(Stored records)
※
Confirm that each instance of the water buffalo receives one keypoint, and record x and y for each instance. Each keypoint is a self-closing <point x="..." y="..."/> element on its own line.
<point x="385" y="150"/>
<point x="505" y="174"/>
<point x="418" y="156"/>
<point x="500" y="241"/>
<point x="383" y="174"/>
※
» JOB
Render every line of the records above as a JSON list of strings, one string per line, with blank lines left out.

» ANSWER FOR THIS EXERCISE
[
  "Confirm that each instance of the water buffalo receives one keypoint, and record x and y for each instance. Each keypoint is a self-closing <point x=\"...\" y=\"...\"/> element on its own line.",
  "<point x=\"385\" y=\"150\"/>",
  "<point x=\"505\" y=\"174\"/>",
  "<point x=\"418\" y=\"156\"/>",
  "<point x=\"500\" y=\"241\"/>",
  "<point x=\"383\" y=\"174\"/>"
]